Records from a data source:
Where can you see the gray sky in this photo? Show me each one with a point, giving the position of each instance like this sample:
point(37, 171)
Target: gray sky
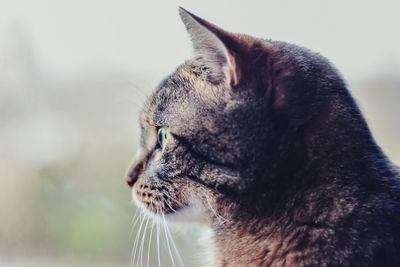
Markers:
point(147, 37)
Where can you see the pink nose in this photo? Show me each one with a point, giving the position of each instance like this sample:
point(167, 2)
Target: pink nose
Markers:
point(133, 174)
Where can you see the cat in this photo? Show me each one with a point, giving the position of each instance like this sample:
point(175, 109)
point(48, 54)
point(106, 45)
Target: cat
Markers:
point(262, 141)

### WHAT IS EXPECTED
Set down the entries word for word, omitting all pictures.

### FINISHED TASK
Where can you see the gray sky in this photo? Show me each one with a point, giving the position of each instance like this sample:
point(37, 171)
Target: gray sky
Markers:
point(147, 37)
Where can you see the pink nose in this photo? Show me each one with a point, giving the position of each instance like this sample:
point(167, 2)
Target: pink nose
Markers:
point(133, 174)
Where can you see the cat in this photo? Show me each one with a point, giving the position of each instance like this sample:
point(175, 109)
point(48, 54)
point(106, 45)
Target: cat
Markers:
point(262, 141)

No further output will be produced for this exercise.